Referring expression pointing data:
▶

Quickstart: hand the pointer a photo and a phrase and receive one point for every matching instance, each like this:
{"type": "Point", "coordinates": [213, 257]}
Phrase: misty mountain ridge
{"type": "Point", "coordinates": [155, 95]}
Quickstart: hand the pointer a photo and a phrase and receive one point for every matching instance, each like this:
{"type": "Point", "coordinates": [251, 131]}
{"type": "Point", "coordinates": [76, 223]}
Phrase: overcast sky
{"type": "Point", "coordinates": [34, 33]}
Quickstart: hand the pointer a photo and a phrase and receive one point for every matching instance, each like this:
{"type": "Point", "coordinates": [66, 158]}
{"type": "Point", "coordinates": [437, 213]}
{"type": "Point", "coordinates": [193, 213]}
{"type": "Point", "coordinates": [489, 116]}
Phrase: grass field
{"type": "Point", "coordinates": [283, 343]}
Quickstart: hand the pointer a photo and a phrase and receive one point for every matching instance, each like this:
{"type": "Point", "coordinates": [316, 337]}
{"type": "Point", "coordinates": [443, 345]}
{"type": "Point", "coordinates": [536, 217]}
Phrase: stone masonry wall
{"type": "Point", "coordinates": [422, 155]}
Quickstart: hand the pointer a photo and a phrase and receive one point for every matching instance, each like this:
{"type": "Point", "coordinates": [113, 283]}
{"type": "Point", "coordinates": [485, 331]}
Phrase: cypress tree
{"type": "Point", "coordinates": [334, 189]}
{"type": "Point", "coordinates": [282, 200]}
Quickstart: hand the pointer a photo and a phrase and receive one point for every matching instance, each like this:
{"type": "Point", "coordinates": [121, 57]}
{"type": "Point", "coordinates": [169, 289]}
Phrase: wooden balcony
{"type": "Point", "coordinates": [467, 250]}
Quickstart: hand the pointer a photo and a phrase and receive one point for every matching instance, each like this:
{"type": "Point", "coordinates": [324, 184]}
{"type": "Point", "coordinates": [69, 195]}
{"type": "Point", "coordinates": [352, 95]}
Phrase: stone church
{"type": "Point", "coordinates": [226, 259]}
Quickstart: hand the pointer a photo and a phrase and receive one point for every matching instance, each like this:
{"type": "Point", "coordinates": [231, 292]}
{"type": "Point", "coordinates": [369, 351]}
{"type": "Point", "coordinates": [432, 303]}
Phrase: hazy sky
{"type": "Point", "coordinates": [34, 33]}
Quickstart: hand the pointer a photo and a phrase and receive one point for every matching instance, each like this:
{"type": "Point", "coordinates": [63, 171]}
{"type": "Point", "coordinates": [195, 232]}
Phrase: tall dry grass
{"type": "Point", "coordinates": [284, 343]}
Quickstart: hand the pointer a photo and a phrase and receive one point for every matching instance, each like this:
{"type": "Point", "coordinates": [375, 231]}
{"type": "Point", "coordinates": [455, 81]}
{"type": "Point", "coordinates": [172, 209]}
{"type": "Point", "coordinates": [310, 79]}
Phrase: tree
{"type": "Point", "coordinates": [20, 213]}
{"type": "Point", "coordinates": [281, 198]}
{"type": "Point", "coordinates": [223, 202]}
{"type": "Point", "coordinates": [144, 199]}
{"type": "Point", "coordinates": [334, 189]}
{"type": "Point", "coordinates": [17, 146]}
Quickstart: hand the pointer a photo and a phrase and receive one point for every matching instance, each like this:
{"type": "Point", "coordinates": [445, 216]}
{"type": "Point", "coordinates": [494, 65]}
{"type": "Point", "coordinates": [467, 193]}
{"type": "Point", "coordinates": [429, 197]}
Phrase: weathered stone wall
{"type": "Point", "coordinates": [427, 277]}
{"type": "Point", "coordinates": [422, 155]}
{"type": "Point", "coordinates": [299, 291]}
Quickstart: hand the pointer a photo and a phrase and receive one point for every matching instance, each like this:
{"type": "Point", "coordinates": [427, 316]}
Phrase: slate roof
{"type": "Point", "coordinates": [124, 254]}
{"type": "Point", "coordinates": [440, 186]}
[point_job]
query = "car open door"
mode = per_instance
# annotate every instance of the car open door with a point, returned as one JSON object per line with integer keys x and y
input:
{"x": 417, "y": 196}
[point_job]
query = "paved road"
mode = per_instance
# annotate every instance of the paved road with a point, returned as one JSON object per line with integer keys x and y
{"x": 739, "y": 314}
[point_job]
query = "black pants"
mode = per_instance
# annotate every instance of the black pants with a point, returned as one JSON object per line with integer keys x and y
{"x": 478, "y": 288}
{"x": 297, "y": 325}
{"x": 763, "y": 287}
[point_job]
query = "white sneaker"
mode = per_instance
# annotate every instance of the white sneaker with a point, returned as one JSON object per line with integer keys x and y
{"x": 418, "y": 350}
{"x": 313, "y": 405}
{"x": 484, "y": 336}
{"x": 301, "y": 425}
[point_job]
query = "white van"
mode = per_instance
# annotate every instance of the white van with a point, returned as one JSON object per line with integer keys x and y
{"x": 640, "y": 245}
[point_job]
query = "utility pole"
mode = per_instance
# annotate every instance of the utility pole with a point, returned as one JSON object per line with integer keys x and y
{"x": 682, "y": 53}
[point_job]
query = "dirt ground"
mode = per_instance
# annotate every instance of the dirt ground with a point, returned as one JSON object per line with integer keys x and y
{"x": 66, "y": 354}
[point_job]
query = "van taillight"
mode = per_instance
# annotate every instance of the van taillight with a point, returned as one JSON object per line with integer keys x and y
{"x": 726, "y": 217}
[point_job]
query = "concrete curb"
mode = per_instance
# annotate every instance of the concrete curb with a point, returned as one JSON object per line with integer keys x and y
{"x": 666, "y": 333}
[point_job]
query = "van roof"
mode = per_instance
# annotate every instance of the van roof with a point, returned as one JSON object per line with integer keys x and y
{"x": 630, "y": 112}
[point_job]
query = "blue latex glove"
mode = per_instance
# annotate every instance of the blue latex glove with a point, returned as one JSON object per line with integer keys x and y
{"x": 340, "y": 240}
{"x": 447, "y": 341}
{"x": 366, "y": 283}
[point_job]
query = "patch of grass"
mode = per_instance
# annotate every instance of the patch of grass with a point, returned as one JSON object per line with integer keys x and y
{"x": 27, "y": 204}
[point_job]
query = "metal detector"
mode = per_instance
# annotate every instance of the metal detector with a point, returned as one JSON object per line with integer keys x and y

◀

**EXERCISE REQUIREMENTS:**
Type out the entries again, word for word.

**ANSWER SECTION:**
Quickstart: hand the pointer a photo and a phrase and receive one point for every matching instance, each like this:
{"type": "Point", "coordinates": [213, 257]}
Phrase: misty mountain ridge
{"type": "Point", "coordinates": [155, 95]}
Quickstart: hand the pointer a photo and a phrase and receive one point for every matching instance, each like this:
{"type": "Point", "coordinates": [251, 131]}
{"type": "Point", "coordinates": [76, 223]}
Phrase: overcast sky
{"type": "Point", "coordinates": [34, 33]}
Quickstart: hand the pointer a photo and a phrase and receive one point for every matching instance, each like this:
{"type": "Point", "coordinates": [66, 158]}
{"type": "Point", "coordinates": [437, 213]}
{"type": "Point", "coordinates": [193, 213]}
{"type": "Point", "coordinates": [489, 116]}
Phrase: grass field
{"type": "Point", "coordinates": [283, 343]}
Quickstart: hand the pointer a photo and a phrase and receive one point for every matching instance, each like this:
{"type": "Point", "coordinates": [316, 337]}
{"type": "Point", "coordinates": [443, 345]}
{"type": "Point", "coordinates": [536, 217]}
Phrase: stone masonry wall
{"type": "Point", "coordinates": [422, 155]}
Quickstart: hand the pointer a photo and a phrase and receive one point for every matching instance, each like this:
{"type": "Point", "coordinates": [113, 283]}
{"type": "Point", "coordinates": [485, 331]}
Phrase: cypress tree
{"type": "Point", "coordinates": [334, 189]}
{"type": "Point", "coordinates": [282, 200]}
Quickstart: hand the pointer a photo and a phrase and receive one point for every matching instance, each like this:
{"type": "Point", "coordinates": [121, 57]}
{"type": "Point", "coordinates": [169, 289]}
Phrase: wooden balcony
{"type": "Point", "coordinates": [467, 250]}
Quickstart: hand the pointer a photo and a phrase and receive one point for every matching instance, each like this:
{"type": "Point", "coordinates": [324, 184]}
{"type": "Point", "coordinates": [69, 195]}
{"type": "Point", "coordinates": [352, 95]}
Phrase: stone church
{"type": "Point", "coordinates": [226, 259]}
Quickstart: hand the pointer a photo and a phrase and receive one point for every matching instance, each like this:
{"type": "Point", "coordinates": [231, 292]}
{"type": "Point", "coordinates": [369, 351]}
{"type": "Point", "coordinates": [432, 303]}
Phrase: hazy sky
{"type": "Point", "coordinates": [34, 33]}
Quickstart: hand the pointer a photo and a phrase and receive one point for every matching instance, each like this:
{"type": "Point", "coordinates": [63, 171]}
{"type": "Point", "coordinates": [195, 232]}
Phrase: tall dry grass
{"type": "Point", "coordinates": [284, 343]}
Quickstart: hand the pointer a photo and a phrase and receive one point for every matching instance, each like this:
{"type": "Point", "coordinates": [375, 231]}
{"type": "Point", "coordinates": [455, 81]}
{"type": "Point", "coordinates": [172, 209]}
{"type": "Point", "coordinates": [310, 79]}
Phrase: tree
{"type": "Point", "coordinates": [20, 213]}
{"type": "Point", "coordinates": [281, 198]}
{"type": "Point", "coordinates": [223, 202]}
{"type": "Point", "coordinates": [144, 199]}
{"type": "Point", "coordinates": [334, 189]}
{"type": "Point", "coordinates": [17, 146]}
Quickstart: hand the pointer a photo and a phrase and receive one point for every matching instance, each like this:
{"type": "Point", "coordinates": [445, 216]}
{"type": "Point", "coordinates": [494, 65]}
{"type": "Point", "coordinates": [467, 193]}
{"type": "Point", "coordinates": [429, 197]}
Phrase: weathered stone wall
{"type": "Point", "coordinates": [427, 277]}
{"type": "Point", "coordinates": [422, 155]}
{"type": "Point", "coordinates": [299, 291]}
Quickstart: hand the pointer a photo and a phrase and receive one point for every matching instance, each like this:
{"type": "Point", "coordinates": [427, 316]}
Phrase: slate roof
{"type": "Point", "coordinates": [124, 254]}
{"type": "Point", "coordinates": [440, 186]}
[point_job]
query = "car open door"
mode = per_instance
# annotate every instance of the car open door with a point, returned as one JSON object per line with integer keys x and y
input:
{"x": 417, "y": 196}
[point_job]
query = "paved road"
mode = per_instance
# annotate every instance of the paved road with a point, returned as one JSON object per line with integer keys x and y
{"x": 739, "y": 314}
[point_job]
query = "black pants"
mode = per_instance
# annotate every instance of the black pants with a point, returned as one JSON object per line with integer keys x and y
{"x": 478, "y": 288}
{"x": 297, "y": 325}
{"x": 763, "y": 287}
[point_job]
query = "white sneaker"
mode = per_instance
# annotate every instance of the white sneaker with a point, returned as one JSON object per line with integer keys x and y
{"x": 418, "y": 350}
{"x": 313, "y": 405}
{"x": 484, "y": 336}
{"x": 301, "y": 425}
[point_job]
query = "white van"
mode = per_instance
# annotate every instance of the white van with a point, returned as one JSON object per line with integer keys x and y
{"x": 640, "y": 245}
[point_job]
query = "utility pole"
mode = per_instance
# annotate every instance of the utility pole with a point, returned as one JSON object per line with integer keys x and y
{"x": 682, "y": 53}
[point_job]
query = "dirt ground"
mode = per_instance
# annotate every instance of the dirt ground with a point, returned as one JSON object per line with integer keys x and y
{"x": 66, "y": 354}
[point_job]
query = "van taillight"
mode = per_instance
# annotate every instance of the van taillight with a point, returned as one JSON object per line with integer keys x and y
{"x": 726, "y": 217}
[point_job]
query = "concrete curb"
mode = per_instance
# annotate every instance of the concrete curb with a point, returned as one JSON object per line with integer keys x and y
{"x": 666, "y": 333}
[point_job]
query = "van roof"
mode = per_instance
# annotate every instance of the van roof with a point, returned as one JSON object per line with integer keys x and y
{"x": 630, "y": 112}
[point_job]
query = "blue latex glove"
mode = per_instance
# annotate every instance of the blue latex glove with a point, returned as one JSON object per line with integer keys x and y
{"x": 340, "y": 240}
{"x": 447, "y": 341}
{"x": 366, "y": 283}
[point_job]
query = "patch of grass"
mode = per_instance
# annotate every instance of the patch of grass with a point, returned as one JSON object per line with integer keys x and y
{"x": 27, "y": 204}
[point_job]
query = "metal detector"
mode = per_instance
# annotate every instance of the metal detector with a point, returned as one JSON object per line with integer keys x and y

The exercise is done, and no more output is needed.